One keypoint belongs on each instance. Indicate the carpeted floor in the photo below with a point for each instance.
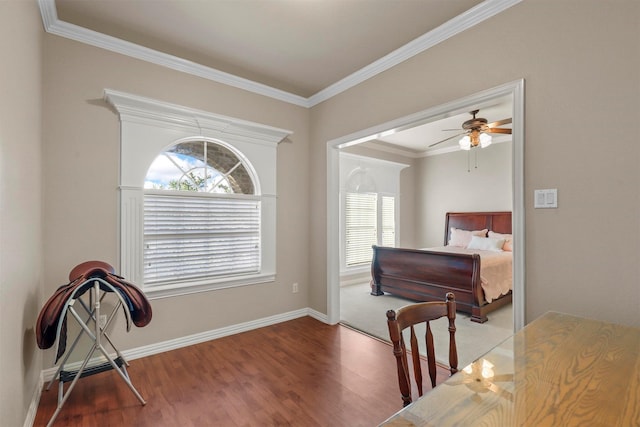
(363, 311)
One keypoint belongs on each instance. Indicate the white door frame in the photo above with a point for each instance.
(516, 90)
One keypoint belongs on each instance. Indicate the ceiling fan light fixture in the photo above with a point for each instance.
(485, 140)
(465, 143)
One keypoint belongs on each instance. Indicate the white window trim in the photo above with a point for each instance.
(149, 126)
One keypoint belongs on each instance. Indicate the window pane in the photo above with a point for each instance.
(360, 227)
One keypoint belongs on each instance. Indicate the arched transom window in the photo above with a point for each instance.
(201, 166)
(201, 215)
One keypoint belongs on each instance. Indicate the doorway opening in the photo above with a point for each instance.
(514, 90)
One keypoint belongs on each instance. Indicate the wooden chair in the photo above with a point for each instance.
(409, 316)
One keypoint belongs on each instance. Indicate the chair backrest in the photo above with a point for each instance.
(409, 316)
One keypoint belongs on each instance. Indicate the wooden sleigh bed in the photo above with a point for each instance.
(428, 274)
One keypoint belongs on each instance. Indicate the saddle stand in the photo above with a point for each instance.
(97, 289)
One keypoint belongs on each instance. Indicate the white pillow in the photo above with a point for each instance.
(508, 240)
(486, 244)
(461, 238)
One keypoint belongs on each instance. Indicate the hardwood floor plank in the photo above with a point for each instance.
(296, 373)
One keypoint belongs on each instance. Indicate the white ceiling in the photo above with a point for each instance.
(300, 48)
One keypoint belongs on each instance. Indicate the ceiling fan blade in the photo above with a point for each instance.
(498, 130)
(500, 122)
(446, 139)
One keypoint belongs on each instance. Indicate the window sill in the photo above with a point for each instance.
(186, 288)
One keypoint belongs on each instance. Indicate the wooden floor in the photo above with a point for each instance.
(296, 373)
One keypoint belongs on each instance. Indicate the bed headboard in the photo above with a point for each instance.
(500, 222)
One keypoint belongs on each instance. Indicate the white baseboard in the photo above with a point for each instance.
(35, 401)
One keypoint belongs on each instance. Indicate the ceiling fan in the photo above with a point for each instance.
(476, 132)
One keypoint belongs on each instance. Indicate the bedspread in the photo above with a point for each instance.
(496, 277)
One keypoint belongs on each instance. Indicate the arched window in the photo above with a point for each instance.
(369, 191)
(201, 215)
(197, 197)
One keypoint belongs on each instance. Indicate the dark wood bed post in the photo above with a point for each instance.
(375, 282)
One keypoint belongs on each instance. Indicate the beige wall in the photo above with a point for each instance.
(446, 184)
(81, 157)
(20, 207)
(582, 88)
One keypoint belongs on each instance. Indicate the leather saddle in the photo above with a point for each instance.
(80, 281)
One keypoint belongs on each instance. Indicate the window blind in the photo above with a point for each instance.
(360, 227)
(388, 221)
(199, 236)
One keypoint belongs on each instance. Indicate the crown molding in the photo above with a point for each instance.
(460, 23)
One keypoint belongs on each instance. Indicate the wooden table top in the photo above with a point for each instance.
(559, 370)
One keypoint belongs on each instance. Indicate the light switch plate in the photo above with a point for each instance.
(544, 199)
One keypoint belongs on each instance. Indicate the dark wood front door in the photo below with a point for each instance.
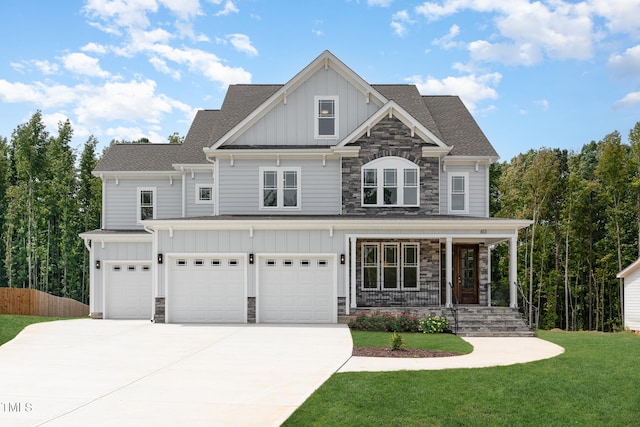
(465, 273)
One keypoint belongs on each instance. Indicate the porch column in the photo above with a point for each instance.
(513, 272)
(352, 268)
(449, 269)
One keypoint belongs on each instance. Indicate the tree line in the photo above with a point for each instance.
(585, 208)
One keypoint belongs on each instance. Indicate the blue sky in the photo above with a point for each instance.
(534, 74)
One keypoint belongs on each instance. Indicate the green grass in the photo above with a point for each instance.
(440, 342)
(11, 325)
(594, 383)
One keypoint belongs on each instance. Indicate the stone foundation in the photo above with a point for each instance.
(159, 316)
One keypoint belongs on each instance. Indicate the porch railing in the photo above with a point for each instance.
(454, 309)
(422, 294)
(528, 310)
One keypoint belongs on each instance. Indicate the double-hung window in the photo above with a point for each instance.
(326, 117)
(390, 266)
(204, 194)
(459, 192)
(146, 206)
(390, 181)
(280, 188)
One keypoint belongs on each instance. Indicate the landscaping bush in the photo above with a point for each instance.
(385, 322)
(434, 324)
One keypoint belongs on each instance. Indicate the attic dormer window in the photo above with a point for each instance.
(326, 112)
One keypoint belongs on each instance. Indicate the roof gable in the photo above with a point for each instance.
(325, 61)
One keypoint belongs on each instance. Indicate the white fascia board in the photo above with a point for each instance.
(468, 160)
(477, 225)
(134, 174)
(326, 59)
(134, 237)
(630, 269)
(392, 108)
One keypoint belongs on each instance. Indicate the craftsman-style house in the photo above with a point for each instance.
(297, 202)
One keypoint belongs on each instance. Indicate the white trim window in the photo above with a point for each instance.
(280, 188)
(326, 117)
(204, 194)
(390, 181)
(390, 266)
(146, 205)
(459, 192)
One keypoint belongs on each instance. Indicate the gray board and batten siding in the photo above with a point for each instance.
(292, 123)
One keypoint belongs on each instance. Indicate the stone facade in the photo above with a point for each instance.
(251, 310)
(390, 137)
(159, 317)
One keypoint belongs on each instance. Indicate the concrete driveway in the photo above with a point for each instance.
(135, 373)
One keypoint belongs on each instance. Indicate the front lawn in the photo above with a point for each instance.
(439, 342)
(595, 382)
(11, 325)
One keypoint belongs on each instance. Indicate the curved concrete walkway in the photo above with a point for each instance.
(486, 352)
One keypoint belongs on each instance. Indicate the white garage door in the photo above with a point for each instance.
(207, 289)
(128, 291)
(296, 290)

- **Directions**
Reproduce the entire listing above word for word, leaving out the pictures.

- **Problem solution**
One keypoint belongs on each instance. Indicate the carpeted floor in the photo below with a point for each instance.
(363, 311)
One keypoint belongs on each instance. Indicate the white door frame in the photo above with a point for each instance.
(516, 90)
One keypoint belongs on each instance. Indicate the ceiling fan light fixture in the photo above with a point for each instance.
(485, 140)
(465, 143)
One keypoint belongs on each instance. Indicate the white window trim in the photo above with a point for each instance.
(149, 126)
One keypoint belongs on each instance. Indicate the window pane in the photo above with a point for each instance.
(360, 227)
One keypoint belongs on each instance. Indicate the arched transom window in the photo above with a point for each instance.
(201, 166)
(201, 215)
One keypoint belongs on each instance. Indicate the doorway opening in the photo above with a point for each instance.
(514, 90)
One keypoint belongs on each instance. Indicate the wooden chair in the photo above with a point for each instance.
(409, 316)
One keypoint belongs on each instance. Indicate the chair backrest in the photo above with a point for each instance.
(409, 316)
One keypoint belongs on each instance. Indicate the wooden sleigh bed in the photo above with a point for each instance.
(428, 274)
One keypoint belongs on each instance. Indicate the saddle stand in the photo above with a point for each instance.
(97, 289)
One keypoint belongs on each instance. Indicate the white pillow in the photo above with a point for each instance.
(508, 240)
(486, 244)
(461, 238)
One keypoint belongs on each instance. Indicate the hardwood floor plank in the photo above with a point for each instance.
(296, 373)
One keypoint belongs on each instance. Indicate the white ceiling in the photo above with a point for each instance.
(300, 48)
One keypoint belongs on each instance. Indicate the ceiling fan blade in the photo above with a point for each instance.
(498, 130)
(500, 122)
(446, 139)
One keypoint belongs on each instance. Indicate the window sill in the photo above with a point for each instance.
(186, 288)
One keypoint belongs on each instance. Indicate the wooden floor in the photo above with a point for each instance.
(296, 373)
One keypoint belongs on each instance. Indicate the bed headboard in the photo above with a point for each instance.
(500, 222)
One keypoint belongs on each instance. Indicate the white baseboard in the photo above with a point for each instance.
(35, 401)
One keypoint belongs on each instance. Indicate the ceiling fan in the photo above with a point for each instance.
(476, 132)
One keypoint belongs on each instance. Indicate the bedspread in the photo above with a point for each instance.
(496, 277)
One keypoint belongs on each instance. Indicate the arched window in the photo above with a point for each instance.
(369, 191)
(201, 215)
(197, 197)
One keypoint belongs on each instance. Indicate the dark wood bed post in the photo above with a point for each instance.
(375, 282)
One keypoint belongs on each instance. Indicate the beige wall in the photo above with a point for each instance.
(446, 184)
(81, 157)
(20, 207)
(582, 88)
One keypoint belongs on each instance. Indicate the leather saddle in the photo above with a point for each instance.
(80, 281)
One keypoint belongs on each instance. Indicate the window blind in the photo above with a point for each instance.
(360, 227)
(388, 221)
(199, 236)
One keypoint belongs on each instance. Indicate the crown molding in the photo above with a point for each instance.
(460, 23)
One keypoint belongs on each instance. Indicate the wooden table top in the photo above with a point for each instance.
(559, 370)
One keypoint belongs on each instance. Indicate the light switch plate in the photo above with a point for each instance.
(544, 199)
One keypoint belongs on each instance. Indicate the dark wood front door in the photo below with a point for each instance.
(465, 273)
One keypoint belongs on each instance. Indicate the porch column in the photo above with a point for each instance.
(513, 272)
(352, 268)
(449, 269)
One keypoint belongs on each instance. Indicate the tree line in the photo above with a point for each instance.
(585, 208)
One keypoint belongs on each instance. Indicate the blue sky in the photo above with a point for each instance.
(534, 74)
One keypoint belongs on each instance. Indicate the green grass in the photo above with a point for each instance.
(440, 342)
(11, 325)
(594, 383)
One keypoint belongs on each instance. Indicate the stone foundation in the photo above with a point for each instance.
(159, 316)
One keypoint belongs on each instance. Indicate the porch railing in the photo above with a point for each instance.
(454, 309)
(422, 294)
(528, 310)
One keypoint belongs on each instance. Indicate the double-hung window in the photo above with a point for each instance.
(326, 117)
(390, 266)
(204, 194)
(459, 192)
(146, 206)
(390, 181)
(280, 188)
One keypoint belongs on each instance. Indicate the landscaping bush in the photo above with a point for each instance.
(385, 322)
(434, 324)
One keypoint belongs on each instance. Indicate the attic dormer window in the photo above with a point for each instance.
(326, 112)
One keypoint belongs on each instance. Indicate the roof gable in the photo above with a point for each instance.
(325, 61)
One keypoint belongs on each instance. Indicate the white fascia board in the photo above with a point for each instance.
(468, 160)
(477, 225)
(134, 174)
(326, 59)
(134, 237)
(630, 269)
(392, 108)
One keypoint belongs on each instance. Indicate the craftsman-style house in the photo above with a point for each instance.
(297, 202)
One keypoint belongs on each instance. Indicate the white trim window in the photo above with a point for each instance.
(280, 188)
(326, 117)
(204, 194)
(390, 181)
(390, 266)
(146, 205)
(459, 192)
One keypoint belongs on each instance. Indicate the gray board and batten siding in the photo above with a point for each instance.
(292, 123)
One keypoint belongs on each instance. Indicate the stone facade in the photo above with a point for each instance.
(251, 310)
(390, 137)
(159, 317)
One keypoint belongs on each instance. Indicate the concrete driveway in the photo above with a point for each instance.
(135, 373)
One keypoint belongs on each instance. Indicate the front lawn in the photo above with a point for each instance.
(439, 342)
(595, 382)
(11, 325)
One keypoint belongs on each instance. Indicate the curved concrete walkway in the photo above with a point for each instance.
(486, 352)
One keypoint belongs on each instance. Indicate the white garage door in the photo above with a point for each instance.
(207, 289)
(128, 291)
(296, 290)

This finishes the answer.